─── DATA FOR THIS EXERCISE

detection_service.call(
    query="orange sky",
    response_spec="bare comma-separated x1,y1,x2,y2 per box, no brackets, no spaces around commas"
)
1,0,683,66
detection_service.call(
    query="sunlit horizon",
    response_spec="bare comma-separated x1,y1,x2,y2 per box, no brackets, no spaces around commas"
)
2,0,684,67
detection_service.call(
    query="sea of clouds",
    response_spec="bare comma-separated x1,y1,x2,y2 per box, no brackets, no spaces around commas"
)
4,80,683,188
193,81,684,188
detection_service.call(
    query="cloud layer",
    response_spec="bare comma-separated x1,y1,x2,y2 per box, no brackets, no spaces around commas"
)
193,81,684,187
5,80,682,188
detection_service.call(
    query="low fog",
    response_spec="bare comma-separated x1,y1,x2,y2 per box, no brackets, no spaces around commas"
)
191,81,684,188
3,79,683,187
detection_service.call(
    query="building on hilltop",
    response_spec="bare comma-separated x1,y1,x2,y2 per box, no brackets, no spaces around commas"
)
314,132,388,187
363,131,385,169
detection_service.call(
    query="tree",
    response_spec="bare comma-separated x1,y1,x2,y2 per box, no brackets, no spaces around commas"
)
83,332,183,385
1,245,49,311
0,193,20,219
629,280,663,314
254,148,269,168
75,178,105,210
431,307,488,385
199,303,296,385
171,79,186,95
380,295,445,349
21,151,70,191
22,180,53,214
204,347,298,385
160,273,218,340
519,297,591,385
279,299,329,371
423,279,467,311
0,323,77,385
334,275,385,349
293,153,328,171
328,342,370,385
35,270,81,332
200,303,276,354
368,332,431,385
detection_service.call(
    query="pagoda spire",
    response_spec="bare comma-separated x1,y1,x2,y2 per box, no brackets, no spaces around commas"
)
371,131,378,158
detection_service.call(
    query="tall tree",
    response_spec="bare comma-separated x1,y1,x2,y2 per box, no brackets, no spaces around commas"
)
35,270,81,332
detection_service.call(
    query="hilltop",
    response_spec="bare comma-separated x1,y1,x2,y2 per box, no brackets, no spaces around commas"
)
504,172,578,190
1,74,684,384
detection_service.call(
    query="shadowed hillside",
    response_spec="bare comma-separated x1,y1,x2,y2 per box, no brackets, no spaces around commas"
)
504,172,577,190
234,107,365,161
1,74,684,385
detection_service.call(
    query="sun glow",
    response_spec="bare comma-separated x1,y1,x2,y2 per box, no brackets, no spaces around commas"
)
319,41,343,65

──────

▶ _HOW TO COMPLETE THIS TASK_
Copy out the entries above again, keeping them exact.

▶ _RESULT_
detection_service.call(
    query="orange sky",
    response_spec="bare comma-separated x1,y1,x2,y2 per box, no brackets, no spaces around commas"
)
1,0,683,66
detection_service.call(
    query="sunlit horizon",
    response_spec="bare comma-separated x1,y1,x2,y2 per box, no brackets, no spaces around commas"
)
2,0,684,67
detection_service.call(
    query="sea of clouds",
    response_spec="bare comma-separated x1,y1,x2,y2 per box, no brackets, no spaces around commas"
)
4,80,683,188
193,81,684,188
detection_service.call(
    query="cloud layer",
    response_spec="bare comma-separated x1,y1,x2,y2 per box, no brackets, no spaces around commas"
)
193,81,684,187
5,80,682,188
detection_service.call(
    query="low fog",
    response_spec="bare comma-separated x1,y1,x2,y2 per box, no brackets, no spaces around commas"
)
191,81,684,188
3,79,683,187
detection_service.call(
    query="building on hilltop",
    response_spec="bare comma-separated x1,y1,x2,y2 per box, no brackets, no spaces around commas"
)
314,132,388,187
363,131,385,169
detection_service.call(
    query="tree",
    response_spec="bare comma-separated x1,y1,x2,y2 per box, no brackets, no spaces around commas"
)
83,332,183,385
1,245,49,311
0,193,20,219
629,280,663,314
254,148,269,168
75,178,105,210
431,307,488,385
199,303,296,385
171,79,186,95
380,295,445,349
21,151,70,191
22,180,53,214
204,347,298,385
160,273,218,340
519,297,591,385
279,299,329,371
423,279,467,311
0,323,77,385
334,275,385,349
293,153,328,171
328,342,370,385
35,270,81,332
200,303,276,354
368,332,431,385
detection_service.call(
    query="pagoda spire",
    response_spec="bare comma-separated x1,y1,x2,y2 per box, no brackets, no spaces around commas"
)
371,131,378,158
detection_service.call(
    query="tall tree",
    response_spec="bare comma-separated x1,y1,x2,y2 per box, no brackets, no spaces around commas"
)
35,270,81,332
detection_service.call(
    query="hilltop",
    response_spec="bare comma-separated x1,y1,x2,y2 per box, no brackets, no spaces around commas"
)
504,172,578,190
1,74,684,384
detection_service.call(
    query="shadowed hillside",
    response_spec="bare comma-separated x1,y1,x2,y2 per box, no brackets, no spaces around commas"
)
504,172,577,190
234,107,365,161
1,74,684,385
detection_service.call(
    query="sun glow",
    response_spec="bare comma-separated x1,y1,x2,y2 per box, no brackets, no spaces around commas"
)
319,41,343,65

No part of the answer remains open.